▶ Excerpted data
* * *
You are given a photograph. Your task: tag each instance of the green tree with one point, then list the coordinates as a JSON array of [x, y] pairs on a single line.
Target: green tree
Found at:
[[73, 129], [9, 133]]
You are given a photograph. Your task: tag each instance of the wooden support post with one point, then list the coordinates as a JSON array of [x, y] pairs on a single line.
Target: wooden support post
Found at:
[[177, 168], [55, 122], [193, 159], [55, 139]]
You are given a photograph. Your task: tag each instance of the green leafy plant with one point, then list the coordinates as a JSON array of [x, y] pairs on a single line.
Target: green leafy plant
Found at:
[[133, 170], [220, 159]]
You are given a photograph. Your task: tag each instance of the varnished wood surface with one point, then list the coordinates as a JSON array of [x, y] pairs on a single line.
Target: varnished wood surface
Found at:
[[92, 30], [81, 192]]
* * *
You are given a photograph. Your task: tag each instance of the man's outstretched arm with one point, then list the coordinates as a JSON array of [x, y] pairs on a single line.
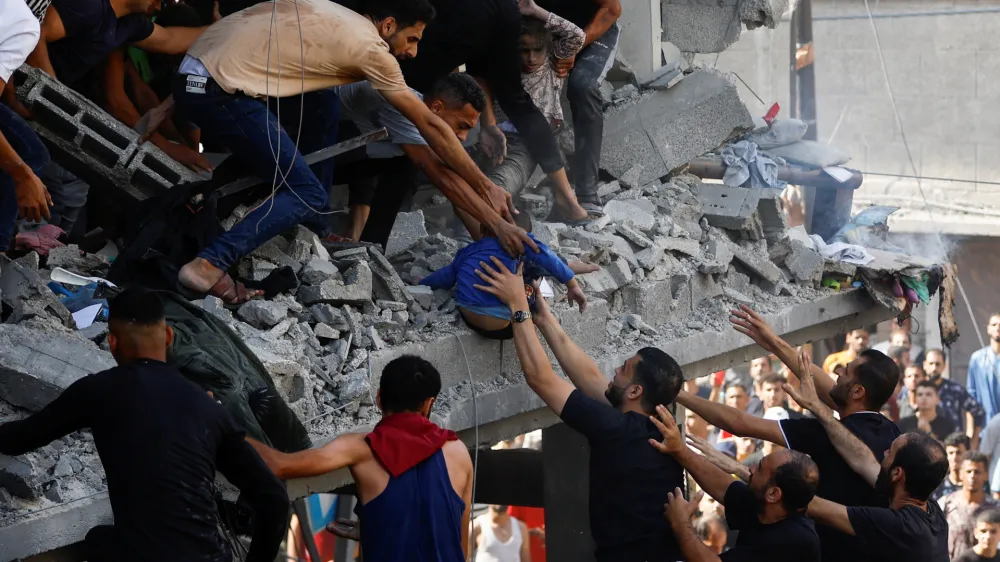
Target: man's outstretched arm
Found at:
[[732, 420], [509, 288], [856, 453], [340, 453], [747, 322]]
* * *
▶ Set exercise
Could you rewrite the part that starts with the line containing "the green leafy" and ends with the line containing "[[92, 30], [81, 192]]" as a JSON list of strings, with one string per line and any blank lines left out?

▶ Result for this task
[
  "You are given a photograph. Your task: tag each instance of the green leafy plant with one point, then list the coordinates as a JSON array of [x, y] pairs on a single line.",
  "Target: green leafy plant",
  "Found at:",
  "[[133, 170], [220, 159]]",
  "You are given a photograph. Your task: tag each instance of the varnished wood surface with one point, then list the coordinates as a JSON array of [x, y] pairs on a single line.",
  "Target: varnished wood surface",
  "Found at:",
  "[[92, 30], [81, 192]]"
]